## [Data supplied]

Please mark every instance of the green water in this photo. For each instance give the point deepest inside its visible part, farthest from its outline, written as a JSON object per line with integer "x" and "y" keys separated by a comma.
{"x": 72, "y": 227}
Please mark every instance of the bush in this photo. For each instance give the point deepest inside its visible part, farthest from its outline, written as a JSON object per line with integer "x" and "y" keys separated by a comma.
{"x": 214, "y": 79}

==

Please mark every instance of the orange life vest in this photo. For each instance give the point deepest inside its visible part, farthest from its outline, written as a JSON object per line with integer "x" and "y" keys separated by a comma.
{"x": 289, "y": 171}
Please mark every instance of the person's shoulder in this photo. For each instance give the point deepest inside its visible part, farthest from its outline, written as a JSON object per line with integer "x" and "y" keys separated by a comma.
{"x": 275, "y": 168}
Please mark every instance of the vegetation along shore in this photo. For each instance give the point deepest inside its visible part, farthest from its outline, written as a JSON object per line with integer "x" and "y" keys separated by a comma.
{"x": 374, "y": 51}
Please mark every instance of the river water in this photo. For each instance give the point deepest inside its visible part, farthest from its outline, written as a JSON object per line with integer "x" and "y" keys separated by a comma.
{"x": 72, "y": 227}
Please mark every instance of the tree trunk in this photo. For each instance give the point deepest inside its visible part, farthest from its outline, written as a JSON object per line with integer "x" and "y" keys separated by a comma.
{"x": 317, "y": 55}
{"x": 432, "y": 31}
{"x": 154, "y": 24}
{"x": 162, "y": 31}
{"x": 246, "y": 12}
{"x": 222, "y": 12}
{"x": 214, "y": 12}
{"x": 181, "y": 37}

## [Task directions]
How many lines of the data above contain the string "water"? Case counts. Reply with the number alone.

## [Written response]
2